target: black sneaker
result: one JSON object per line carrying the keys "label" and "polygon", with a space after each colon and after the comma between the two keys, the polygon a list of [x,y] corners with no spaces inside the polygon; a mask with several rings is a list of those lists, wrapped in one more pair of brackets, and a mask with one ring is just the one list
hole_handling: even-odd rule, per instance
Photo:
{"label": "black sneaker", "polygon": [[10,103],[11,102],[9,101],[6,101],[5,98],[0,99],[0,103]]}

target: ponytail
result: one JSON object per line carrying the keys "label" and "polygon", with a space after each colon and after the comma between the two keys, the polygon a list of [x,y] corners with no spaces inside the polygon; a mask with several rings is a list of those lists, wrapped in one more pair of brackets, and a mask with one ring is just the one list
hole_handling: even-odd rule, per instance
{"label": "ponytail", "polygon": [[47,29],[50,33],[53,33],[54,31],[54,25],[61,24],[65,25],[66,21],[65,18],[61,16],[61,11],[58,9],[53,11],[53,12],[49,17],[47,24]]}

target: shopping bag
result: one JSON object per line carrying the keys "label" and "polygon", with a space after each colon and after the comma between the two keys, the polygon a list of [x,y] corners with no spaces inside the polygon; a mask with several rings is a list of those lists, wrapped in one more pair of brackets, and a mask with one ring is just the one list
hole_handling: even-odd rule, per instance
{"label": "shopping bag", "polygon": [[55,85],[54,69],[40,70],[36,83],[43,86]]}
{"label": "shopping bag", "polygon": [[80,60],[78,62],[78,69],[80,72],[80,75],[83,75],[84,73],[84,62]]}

• What to work on:
Rename "hole_handling" to "hole_rule" everywhere in the material above and write it out again, with nothing else changed.

• Solved problem:
target: black sneaker
result: one JSON object per line carrying the keys "label" and "polygon", with a space after each colon and after the comma between the two keys, the polygon a list of [x,y] corners with no spaces inside the polygon; a mask with several rings is a list of those lists, wrapped in one more pair of brackets, and a mask with one ring is just the one list
hole_rule: even-odd rule, per instance
Photo:
{"label": "black sneaker", "polygon": [[10,103],[11,102],[9,101],[6,101],[5,98],[0,99],[0,103]]}

target: ponytail
result: one JSON object per line carrying the keys "label" and "polygon", with a space after each colon and after the comma between the two keys, the polygon a list of [x,y] corners with no spaces inside the polygon; a mask with several rings is a list of those lists, wrapped in one more pair of brackets, and a mask with one ring is just the one list
hole_rule: even-odd rule, per instance
{"label": "ponytail", "polygon": [[47,29],[50,33],[53,33],[54,31],[54,25],[61,24],[65,25],[66,21],[65,18],[61,16],[61,11],[58,9],[53,11],[53,12],[49,17],[47,24]]}

target: shopping bag
result: one JSON object per line carrying the keys "label" and "polygon", with a space after each colon and after the comma between the two keys, the polygon a list of [x,y] corners with no spaces inside the polygon; a mask with several rings is a list of those lists, wrapped in one more pair of brackets, and a mask with one ring is just the one list
hole_rule: even-odd rule, per instance
{"label": "shopping bag", "polygon": [[55,85],[54,69],[40,70],[36,83],[43,86]]}
{"label": "shopping bag", "polygon": [[80,60],[78,62],[78,69],[80,72],[80,75],[83,75],[84,73],[84,62]]}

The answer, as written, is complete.